Named-object pointing listing:
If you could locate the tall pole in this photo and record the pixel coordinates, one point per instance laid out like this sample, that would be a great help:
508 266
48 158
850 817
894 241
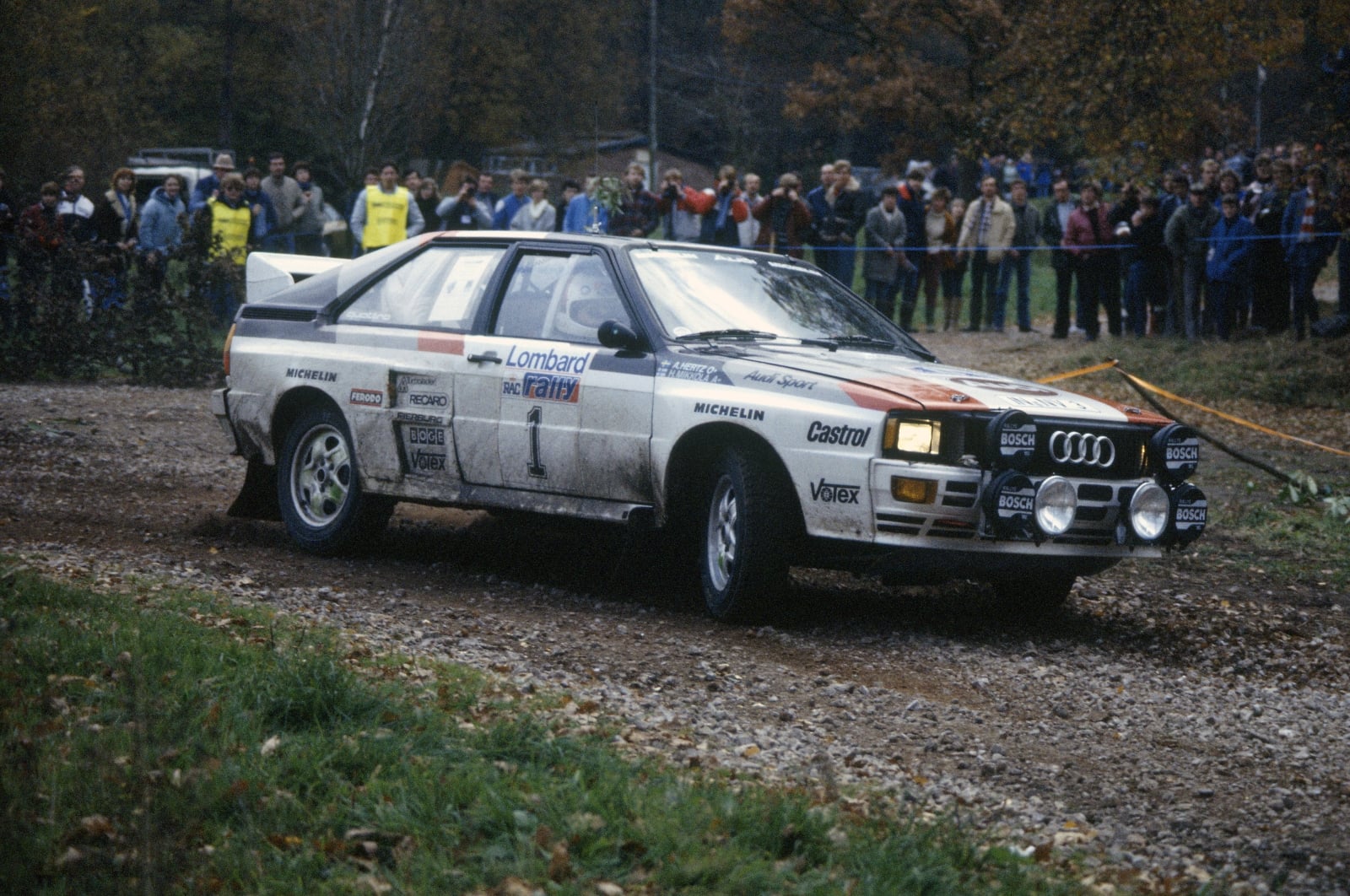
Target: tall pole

# THE EXERCISE
Swap every "tall pole" in the listing above for "street lamp" and keep everything else unchanged. Leave the pictures out of your copy.

# RESULT BELOW
If you could locate the street lamp in this photo and record the pixel coordinates, one point per instance laid out like this sample, that would be a great help:
508 266
48 158
850 817
894 241
Target: street lamp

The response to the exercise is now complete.